• **Job**
Rewrite all of the data below with every "positive clicks" changed to "foreground clicks" and nothing else altered. Leave the pictures out of your answer.

Saved entries:
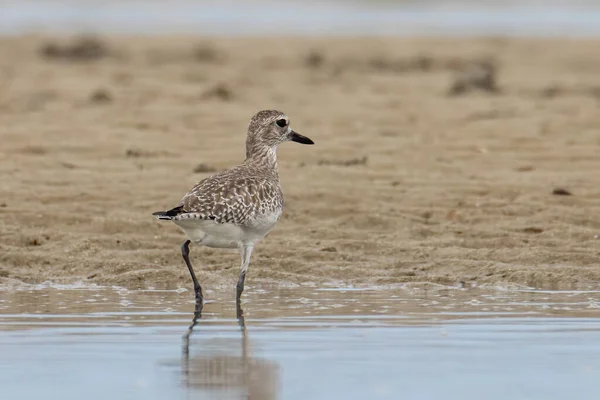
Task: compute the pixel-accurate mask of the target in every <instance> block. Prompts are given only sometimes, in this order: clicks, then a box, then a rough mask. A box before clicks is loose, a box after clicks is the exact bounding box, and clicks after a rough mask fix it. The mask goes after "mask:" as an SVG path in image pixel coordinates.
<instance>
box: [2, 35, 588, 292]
mask: <svg viewBox="0 0 600 400" xmlns="http://www.w3.org/2000/svg"><path fill="white" fill-rule="evenodd" d="M598 45H600V41H599V40H584V39H577V40H558V39H545V40H542V39H539V40H533V39H532V40H525V39H494V38H490V39H433V38H432V39H391V38H390V39H384V38H368V39H366V38H364V39H363V38H345V39H323V38H303V39H289V38H288V39H275V38H254V39H239V38H238V39H235V38H229V39H225V38H222V39H221V38H192V37H156V38H134V37H106V38H104V37H103V38H95V39H93V40H91V41H88V42H86V43H79V45H77V39H76V38H66V37H65V38H46V37H33V36H30V37H15V38H2V39H0V140H1V144H0V176H1V179H0V284H2V285H8V286H10V285H18V284H20V283H22V282H26V283H39V282H43V281H53V282H59V283H71V282H78V281H83V282H86V283H94V284H99V285H119V286H125V287H128V288H138V287H156V288H169V289H173V288H178V287H185V288H190V289H191V282H190V278H189V275H188V272H187V269H186V268H185V265H184V264H183V261H182V259H181V255H180V252H179V246H180V244H181V243H182V241H183V240H184V237H183V235H182V233H181V232H180V231H179V230H178V228H177V227H176V226H175V225H173V224H169V223H164V222H162V223H161V222H159V221H156V220H155V219H154V218H153V217H152V216H151V213H152V212H153V211H157V210H164V209H167V208H169V207H173V206H175V205H176V204H177V203H178V202H179V200H180V199H181V197H182V196H183V195H184V194H185V193H186V192H187V191H188V190H189V189H190V188H191V186H192V185H193V184H194V183H195V182H196V181H198V180H200V179H202V178H204V177H206V176H208V175H210V173H212V172H214V171H219V170H222V169H225V168H228V167H230V166H232V165H234V164H236V163H240V162H242V161H243V158H244V140H245V130H246V127H247V124H248V121H249V119H250V117H251V116H252V115H253V114H254V113H255V112H257V111H258V110H260V109H269V108H275V109H279V110H282V111H284V112H285V113H287V114H288V115H289V116H290V119H291V122H292V126H293V128H294V129H295V130H297V131H298V132H300V133H302V134H304V135H306V136H309V137H310V138H312V139H313V140H314V141H315V143H316V145H315V146H301V145H297V144H294V143H289V144H285V145H283V146H281V148H280V149H279V153H278V154H279V168H280V176H281V181H282V185H283V188H284V193H285V196H286V209H285V211H284V216H283V217H282V220H281V221H280V223H279V224H278V225H277V226H276V228H275V229H274V230H273V231H272V232H271V233H270V234H269V236H268V237H267V238H266V239H265V240H264V241H263V242H262V243H261V244H260V245H259V246H258V247H257V248H256V250H255V252H254V254H253V259H252V263H251V265H250V269H249V272H248V279H247V281H246V282H247V285H248V286H249V287H252V286H254V287H256V286H257V285H260V284H276V285H294V284H310V283H315V284H322V283H332V284H338V285H393V284H401V283H423V282H431V283H436V284H443V285H465V286H474V285H493V286H510V285H524V286H530V287H536V288H547V289H567V288H589V287H596V286H597V282H598V281H599V280H600V236H599V235H600V174H599V173H598V171H599V170H600V73H599V72H598V71H600V54H599V53H598V52H597V49H598ZM452 88H454V91H453V90H452ZM457 88H458V89H457ZM192 260H193V262H194V263H195V266H196V273H197V275H198V278H199V279H200V280H201V282H202V283H203V284H204V285H205V287H206V288H208V289H214V288H217V287H227V288H229V287H230V288H231V289H232V290H233V287H234V285H235V282H236V279H237V276H238V272H239V270H238V269H239V254H238V253H237V251H225V250H217V249H215V250H213V249H207V248H193V249H192Z"/></svg>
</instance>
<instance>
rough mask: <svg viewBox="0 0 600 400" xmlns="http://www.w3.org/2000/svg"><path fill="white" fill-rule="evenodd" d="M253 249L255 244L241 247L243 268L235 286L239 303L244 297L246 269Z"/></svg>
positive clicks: (235, 299) (237, 302)
mask: <svg viewBox="0 0 600 400" xmlns="http://www.w3.org/2000/svg"><path fill="white" fill-rule="evenodd" d="M253 249H254V246H244V247H242V248H241V255H242V268H241V272H240V278H239V279H238V283H237V285H236V287H235V288H236V295H235V300H236V302H237V303H239V302H240V301H241V299H242V292H243V291H244V282H245V281H246V271H247V270H248V265H249V264H250V256H251V255H252V250H253Z"/></svg>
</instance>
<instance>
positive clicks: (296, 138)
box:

• **Exercise output**
Task: compute the pixel-accurate mask of the target in every <instance> block. Prompts are given only sometimes, in this order: clicks, then a box, then a rough mask. A box before clicks is loose, a box after clicks is the exact bounding box, and clicks after a rough mask fix it. The mask goes after "mask:" as an SVG path in image pixel coordinates.
<instance>
box: [2, 35, 588, 292]
mask: <svg viewBox="0 0 600 400" xmlns="http://www.w3.org/2000/svg"><path fill="white" fill-rule="evenodd" d="M598 45H600V41H599V40H584V39H577V40H558V39H545V40H542V39H539V40H533V39H532V40H525V39H494V38H490V39H433V38H432V39H391V38H390V39H384V38H368V39H366V38H364V39H363V38H345V39H323V38H303V39H289V38H288V39H275V38H254V39H239V38H238V39H235V38H229V39H225V38H222V39H221V38H192V37H156V38H134V37H106V38H104V37H103V38H95V39H93V40H91V41H88V42H86V43H79V45H77V39H76V38H66V37H65V38H46V37H33V36H30V37H15V38H2V39H0V140H1V144H0V176H1V179H0V284H2V285H8V286H10V285H18V284H20V283H22V282H26V283H39V282H43V281H53V282H59V283H71V282H78V281H83V282H86V283H94V284H99V285H119V286H125V287H128V288H138V287H156V288H169V289H173V288H178V287H185V288H190V289H191V282H190V278H189V275H188V272H187V269H186V268H185V265H184V264H183V261H182V259H181V255H180V252H179V246H180V244H181V243H182V241H183V240H184V237H183V235H182V233H181V232H180V231H179V230H178V228H177V227H176V226H175V225H173V224H169V223H164V222H162V223H161V222H159V221H156V220H155V219H154V218H153V217H152V216H151V213H152V212H153V211H157V210H164V209H167V208H169V207H173V206H175V205H176V204H177V203H178V202H179V200H180V199H181V197H182V196H183V195H184V194H185V193H186V192H187V191H188V190H189V189H190V188H191V186H192V185H193V184H194V183H195V182H196V181H198V180H200V179H202V178H204V177H206V176H208V175H210V173H212V172H214V171H219V170H222V169H225V168H228V167H230V166H232V165H234V164H236V163H240V162H242V161H243V158H244V140H245V130H246V127H247V124H248V121H249V119H250V117H251V116H252V115H253V114H254V113H255V112H257V111H258V110H260V109H269V108H275V109H279V110H282V111H284V112H285V113H287V114H288V115H289V116H290V119H291V122H292V126H293V128H294V129H295V130H297V131H298V132H300V133H302V134H304V135H306V136H309V137H310V138H312V139H313V140H314V141H315V143H316V145H315V146H301V145H297V144H294V143H289V144H285V145H283V146H281V148H280V149H279V153H278V154H279V168H280V176H281V181H282V185H283V188H284V193H285V196H286V209H285V211H284V216H283V217H282V220H281V221H280V223H279V224H278V225H277V226H276V228H275V229H274V230H273V231H272V232H271V233H270V234H269V236H268V237H267V238H266V239H265V240H264V241H263V242H262V243H261V244H260V245H259V246H258V247H257V248H256V250H255V252H254V254H253V259H252V263H251V265H250V269H249V272H248V279H247V281H246V282H247V285H248V286H249V287H252V286H254V287H256V286H257V285H260V284H276V285H294V284H310V283H315V284H322V283H332V284H338V285H393V284H401V283H423V282H431V283H436V284H443V285H465V286H474V285H493V286H510V285H524V286H530V287H536V288H547V289H567V288H589V287H596V286H597V282H598V281H599V280H600V236H599V235H600V174H599V173H598V171H599V170H600V73H599V72H598V71H600V54H599V53H598V52H597V49H598ZM452 88H454V91H453V90H452ZM457 88H458V89H457ZM192 260H193V262H194V263H195V266H196V273H197V275H198V278H199V279H200V280H201V282H202V283H203V284H204V285H205V287H206V288H208V289H214V288H217V287H227V288H229V287H230V288H231V289H232V290H233V287H234V285H235V282H236V279H237V276H238V272H239V270H238V269H239V254H238V253H237V251H225V250H217V249H215V250H213V249H207V248H193V249H192Z"/></svg>
</instance>
<instance>
rough mask: <svg viewBox="0 0 600 400" xmlns="http://www.w3.org/2000/svg"><path fill="white" fill-rule="evenodd" d="M253 249L255 244L241 247L243 268L235 286L239 303L244 297L246 269Z"/></svg>
foreground clicks: (235, 299) (237, 302)
mask: <svg viewBox="0 0 600 400" xmlns="http://www.w3.org/2000/svg"><path fill="white" fill-rule="evenodd" d="M253 249H254V246H244V247H242V248H241V255H242V268H241V272H240V278H239V279H238V283H237V285H236V287H235V288H236V295H235V300H236V302H237V303H239V302H240V301H241V299H242V292H243V291H244V282H245V281H246V271H247V270H248V265H249V264H250V256H251V255H252V250H253Z"/></svg>
</instance>
<instance>
foreground clicks: (296, 138)
box:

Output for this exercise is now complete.